*KUTIPAN TEKS*
----------------

Sunday, December 23, 2018

Inflasi, Deflasi dan Bisnis

INFLASI, DEFLASI DAN BISNIS

Dalam kegiatan ekonomi suatu negara dikenal istilah inflasi dan deflasi. Dua kondisi yang satu sama lain saling berkebalikan. Inflasi dan deflasi berkaitan erat dengan kondisi ekonomi suatu negara. Secara periodik Badan Pusat Statistik (BPS) merilis angka inflasi atau deflasi yang terjadi di Indonesia pada periode tertentu yang merupakan hasil survey harga barang dan jasa di berbagai wilayah di Indonesia.
Inflasi adalah melemahnya nilai tukar uang terhadap barang. Inflasi merupakan kondisi di mana indeks harga barang terus mengalami kenaikan. Dalam kondisi inflasi harga barang-barang menjadi lebih mahal.

----------------

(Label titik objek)
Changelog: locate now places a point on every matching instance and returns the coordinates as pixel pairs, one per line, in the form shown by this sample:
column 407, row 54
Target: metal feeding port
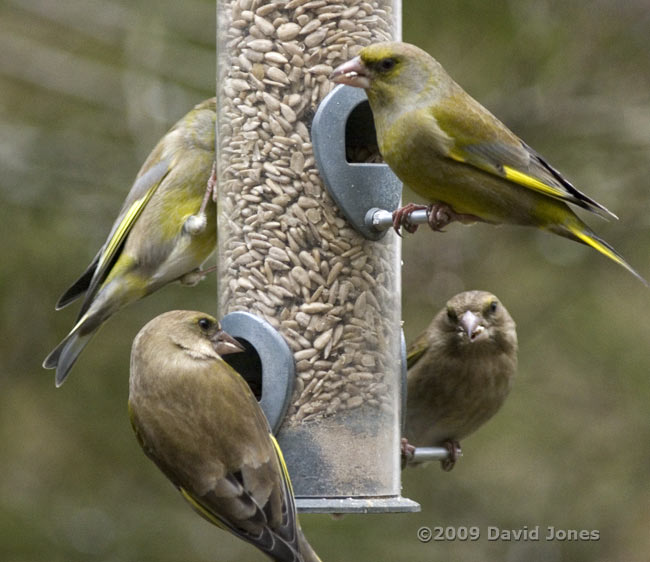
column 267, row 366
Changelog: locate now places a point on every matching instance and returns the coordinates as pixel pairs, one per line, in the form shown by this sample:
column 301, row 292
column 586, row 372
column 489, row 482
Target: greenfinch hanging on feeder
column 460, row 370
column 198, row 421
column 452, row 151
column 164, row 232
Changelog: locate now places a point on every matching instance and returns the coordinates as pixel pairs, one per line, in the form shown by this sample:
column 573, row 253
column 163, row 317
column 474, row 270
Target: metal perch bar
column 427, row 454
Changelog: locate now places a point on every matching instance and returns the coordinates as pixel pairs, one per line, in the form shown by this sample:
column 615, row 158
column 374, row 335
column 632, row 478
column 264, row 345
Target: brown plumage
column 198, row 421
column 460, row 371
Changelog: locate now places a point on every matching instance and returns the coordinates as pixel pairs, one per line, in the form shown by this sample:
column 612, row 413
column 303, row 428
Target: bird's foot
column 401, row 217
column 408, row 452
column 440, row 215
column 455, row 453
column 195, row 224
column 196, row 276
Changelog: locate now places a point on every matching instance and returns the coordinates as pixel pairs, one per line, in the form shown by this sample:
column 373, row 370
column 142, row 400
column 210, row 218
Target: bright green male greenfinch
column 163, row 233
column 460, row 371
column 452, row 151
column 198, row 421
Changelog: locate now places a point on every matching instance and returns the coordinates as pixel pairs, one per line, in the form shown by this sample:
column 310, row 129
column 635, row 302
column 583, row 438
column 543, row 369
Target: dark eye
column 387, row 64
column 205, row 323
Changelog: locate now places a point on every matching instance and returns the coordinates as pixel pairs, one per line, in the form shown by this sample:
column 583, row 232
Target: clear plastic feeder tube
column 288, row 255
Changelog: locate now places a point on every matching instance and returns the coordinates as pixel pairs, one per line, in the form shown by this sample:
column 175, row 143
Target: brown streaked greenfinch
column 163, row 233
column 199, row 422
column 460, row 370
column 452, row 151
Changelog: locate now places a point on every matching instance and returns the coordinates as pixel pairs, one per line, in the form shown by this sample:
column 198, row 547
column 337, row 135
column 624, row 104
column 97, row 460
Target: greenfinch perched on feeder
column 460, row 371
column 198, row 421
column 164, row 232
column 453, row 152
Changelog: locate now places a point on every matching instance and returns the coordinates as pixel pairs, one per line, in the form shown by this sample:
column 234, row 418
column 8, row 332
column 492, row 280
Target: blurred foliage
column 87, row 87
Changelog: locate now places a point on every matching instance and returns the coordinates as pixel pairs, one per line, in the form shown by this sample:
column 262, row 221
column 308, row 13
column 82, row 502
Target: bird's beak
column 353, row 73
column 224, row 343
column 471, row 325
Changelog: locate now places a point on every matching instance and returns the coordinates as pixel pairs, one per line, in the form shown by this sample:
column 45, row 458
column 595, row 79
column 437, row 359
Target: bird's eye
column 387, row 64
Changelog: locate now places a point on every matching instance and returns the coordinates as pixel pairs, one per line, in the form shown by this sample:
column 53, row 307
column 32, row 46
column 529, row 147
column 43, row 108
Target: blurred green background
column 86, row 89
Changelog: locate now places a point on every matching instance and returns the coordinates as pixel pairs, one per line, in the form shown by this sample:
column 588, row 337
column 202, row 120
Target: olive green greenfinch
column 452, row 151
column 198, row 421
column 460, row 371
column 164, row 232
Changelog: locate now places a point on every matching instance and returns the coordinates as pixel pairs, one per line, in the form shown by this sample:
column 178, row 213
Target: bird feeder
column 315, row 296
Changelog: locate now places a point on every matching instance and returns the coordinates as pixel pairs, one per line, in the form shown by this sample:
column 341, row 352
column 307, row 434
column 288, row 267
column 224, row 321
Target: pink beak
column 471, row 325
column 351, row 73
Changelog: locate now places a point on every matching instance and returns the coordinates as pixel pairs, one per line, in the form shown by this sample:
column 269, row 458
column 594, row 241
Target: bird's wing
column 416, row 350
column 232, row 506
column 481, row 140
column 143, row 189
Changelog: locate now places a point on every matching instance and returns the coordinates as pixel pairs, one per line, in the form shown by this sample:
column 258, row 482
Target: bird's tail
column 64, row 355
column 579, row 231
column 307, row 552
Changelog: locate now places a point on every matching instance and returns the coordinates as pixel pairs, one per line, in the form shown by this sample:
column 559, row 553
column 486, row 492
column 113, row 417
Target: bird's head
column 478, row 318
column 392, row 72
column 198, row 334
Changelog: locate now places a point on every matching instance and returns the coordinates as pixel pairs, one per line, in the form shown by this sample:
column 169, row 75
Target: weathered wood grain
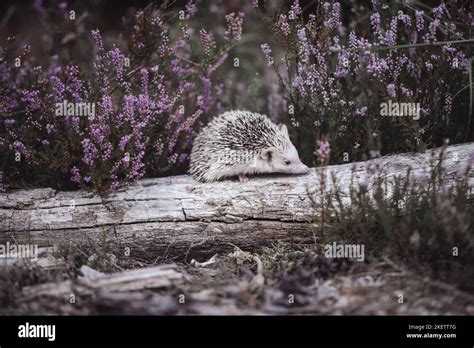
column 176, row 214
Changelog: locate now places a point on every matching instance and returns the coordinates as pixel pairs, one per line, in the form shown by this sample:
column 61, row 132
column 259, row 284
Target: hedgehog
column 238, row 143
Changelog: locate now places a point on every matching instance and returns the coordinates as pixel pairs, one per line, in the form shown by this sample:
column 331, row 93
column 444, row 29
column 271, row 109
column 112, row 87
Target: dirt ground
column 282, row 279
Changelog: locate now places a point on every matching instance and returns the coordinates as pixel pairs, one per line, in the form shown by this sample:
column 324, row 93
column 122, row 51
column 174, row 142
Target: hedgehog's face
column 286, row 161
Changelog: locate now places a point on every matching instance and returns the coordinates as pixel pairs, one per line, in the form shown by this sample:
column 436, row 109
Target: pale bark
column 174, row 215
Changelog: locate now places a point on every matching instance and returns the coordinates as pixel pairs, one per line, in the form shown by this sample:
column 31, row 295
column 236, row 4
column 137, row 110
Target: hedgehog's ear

----------------

*SOAL LATIHAN*
(a) Tukar "melemahnya" dengan "menurunnya" dalam kutipan tentang inflasi, lalu tuliskan bagiannya mulai dari "Inflasi adalah melemahnya" sampai "menjadi lebih mahal.".
(b) Sajikan baris label titik objek sebagai tabel Markdown dengan kolom "No" dan "Isi". Mulailah dari baris pertama dan teruskan hingga baris yang memuat "column 267, row 366", tanpa baris kosong dan tanpa gambar.
Teks dan baris-baris ini diambil dari sumber yang berbeda.

*JAWABAN SETIAP SOAL*
(a)
Inflasi adalah menurunnya nilai tukar uang terhadap barang. Inflasi merupakan kondisi di mana indeks harga barang terus mengalami kenaikan. Dalam kondisi inflasi harga barang-barang menjadi lebih mahal.

(b)
| No | Isi |
|---|---|
| 1 | Changelog: locate now places a point on every matching instance and returns the coordinates as pixel pairs, one per line, in the form shown by this sample: |
| 2 | column 407, row 54 |
| 3 | Target: metal feeding port |
| 4 | column 267, row 366 |